About this exercise =>
The number of lines below containing the word "frame" is all that should be returned.

------ Records supplied ------

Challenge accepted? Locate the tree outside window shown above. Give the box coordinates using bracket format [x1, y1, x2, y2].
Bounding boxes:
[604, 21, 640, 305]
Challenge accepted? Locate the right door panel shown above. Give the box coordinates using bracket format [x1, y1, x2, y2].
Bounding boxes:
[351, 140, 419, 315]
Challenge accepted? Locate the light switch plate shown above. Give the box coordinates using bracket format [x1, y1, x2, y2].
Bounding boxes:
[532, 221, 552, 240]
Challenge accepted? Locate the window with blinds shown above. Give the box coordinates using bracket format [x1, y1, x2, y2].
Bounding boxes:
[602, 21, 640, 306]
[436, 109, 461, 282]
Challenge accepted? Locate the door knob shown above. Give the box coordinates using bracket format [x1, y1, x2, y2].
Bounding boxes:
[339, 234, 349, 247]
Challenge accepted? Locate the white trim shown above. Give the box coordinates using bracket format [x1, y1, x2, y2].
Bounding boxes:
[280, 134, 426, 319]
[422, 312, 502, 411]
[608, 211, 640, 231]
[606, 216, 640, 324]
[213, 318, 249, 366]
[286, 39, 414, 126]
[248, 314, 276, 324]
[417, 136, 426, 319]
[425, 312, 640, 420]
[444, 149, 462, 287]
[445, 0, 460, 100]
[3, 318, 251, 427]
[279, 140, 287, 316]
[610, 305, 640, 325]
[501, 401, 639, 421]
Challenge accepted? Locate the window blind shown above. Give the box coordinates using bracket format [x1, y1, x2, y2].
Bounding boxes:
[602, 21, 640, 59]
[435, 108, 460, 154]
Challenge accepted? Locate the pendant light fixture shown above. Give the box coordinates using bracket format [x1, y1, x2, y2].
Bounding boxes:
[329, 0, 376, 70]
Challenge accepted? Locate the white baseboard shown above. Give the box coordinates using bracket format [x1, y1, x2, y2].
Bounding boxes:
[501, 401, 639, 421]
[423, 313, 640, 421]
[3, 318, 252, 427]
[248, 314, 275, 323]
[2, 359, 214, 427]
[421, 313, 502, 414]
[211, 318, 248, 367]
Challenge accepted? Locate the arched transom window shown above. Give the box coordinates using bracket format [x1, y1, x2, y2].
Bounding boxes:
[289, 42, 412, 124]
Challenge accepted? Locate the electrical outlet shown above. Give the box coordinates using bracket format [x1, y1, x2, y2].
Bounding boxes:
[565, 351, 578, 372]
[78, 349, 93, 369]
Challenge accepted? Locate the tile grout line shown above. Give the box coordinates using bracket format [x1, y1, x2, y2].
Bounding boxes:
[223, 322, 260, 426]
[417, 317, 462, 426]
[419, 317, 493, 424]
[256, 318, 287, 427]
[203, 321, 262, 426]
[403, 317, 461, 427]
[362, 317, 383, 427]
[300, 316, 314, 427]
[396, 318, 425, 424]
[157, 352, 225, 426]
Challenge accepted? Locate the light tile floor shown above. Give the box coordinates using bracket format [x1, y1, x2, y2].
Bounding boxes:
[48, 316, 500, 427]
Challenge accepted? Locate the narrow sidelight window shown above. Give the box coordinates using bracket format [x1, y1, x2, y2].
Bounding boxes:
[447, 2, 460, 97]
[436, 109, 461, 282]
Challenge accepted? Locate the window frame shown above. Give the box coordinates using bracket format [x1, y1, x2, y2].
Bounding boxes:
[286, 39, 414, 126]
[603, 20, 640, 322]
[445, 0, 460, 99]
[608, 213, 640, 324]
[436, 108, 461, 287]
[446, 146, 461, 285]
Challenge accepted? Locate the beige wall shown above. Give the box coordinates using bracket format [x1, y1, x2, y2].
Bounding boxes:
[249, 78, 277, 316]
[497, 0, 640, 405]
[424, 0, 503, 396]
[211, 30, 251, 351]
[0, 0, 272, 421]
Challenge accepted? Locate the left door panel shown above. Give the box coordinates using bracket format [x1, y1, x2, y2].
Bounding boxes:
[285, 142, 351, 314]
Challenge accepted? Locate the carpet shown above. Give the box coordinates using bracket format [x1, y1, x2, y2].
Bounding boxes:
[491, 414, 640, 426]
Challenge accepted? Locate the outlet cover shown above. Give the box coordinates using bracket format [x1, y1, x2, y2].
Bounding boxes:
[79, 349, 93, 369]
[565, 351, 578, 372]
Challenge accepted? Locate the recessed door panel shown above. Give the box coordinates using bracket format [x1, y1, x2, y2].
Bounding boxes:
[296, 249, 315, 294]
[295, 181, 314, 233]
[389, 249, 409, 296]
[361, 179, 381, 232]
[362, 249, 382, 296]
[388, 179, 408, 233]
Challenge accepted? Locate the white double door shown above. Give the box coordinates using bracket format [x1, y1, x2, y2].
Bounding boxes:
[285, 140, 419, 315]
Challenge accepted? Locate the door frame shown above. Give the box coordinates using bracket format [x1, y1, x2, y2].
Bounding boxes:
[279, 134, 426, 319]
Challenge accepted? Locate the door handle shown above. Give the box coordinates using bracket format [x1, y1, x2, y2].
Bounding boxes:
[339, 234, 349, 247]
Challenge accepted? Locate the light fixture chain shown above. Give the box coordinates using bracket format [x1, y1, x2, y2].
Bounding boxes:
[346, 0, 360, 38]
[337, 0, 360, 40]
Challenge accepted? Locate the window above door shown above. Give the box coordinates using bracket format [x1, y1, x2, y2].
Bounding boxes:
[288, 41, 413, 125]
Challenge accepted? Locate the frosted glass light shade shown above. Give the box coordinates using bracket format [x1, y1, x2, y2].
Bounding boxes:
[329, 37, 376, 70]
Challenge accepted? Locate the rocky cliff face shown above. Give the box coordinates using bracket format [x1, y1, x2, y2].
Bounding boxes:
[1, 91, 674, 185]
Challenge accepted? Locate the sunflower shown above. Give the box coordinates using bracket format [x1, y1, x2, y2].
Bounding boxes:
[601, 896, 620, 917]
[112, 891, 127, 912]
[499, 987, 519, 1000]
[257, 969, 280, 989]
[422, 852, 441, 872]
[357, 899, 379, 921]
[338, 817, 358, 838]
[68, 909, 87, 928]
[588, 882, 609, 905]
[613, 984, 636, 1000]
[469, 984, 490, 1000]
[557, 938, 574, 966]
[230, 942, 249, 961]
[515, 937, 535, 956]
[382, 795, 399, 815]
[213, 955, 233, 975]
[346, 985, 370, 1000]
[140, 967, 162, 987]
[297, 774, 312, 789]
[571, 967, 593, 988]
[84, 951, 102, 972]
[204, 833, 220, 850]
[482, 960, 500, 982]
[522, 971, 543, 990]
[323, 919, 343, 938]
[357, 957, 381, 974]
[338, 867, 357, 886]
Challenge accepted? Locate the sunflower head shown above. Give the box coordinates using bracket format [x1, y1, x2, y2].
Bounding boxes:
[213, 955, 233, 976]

------

Your response =>
2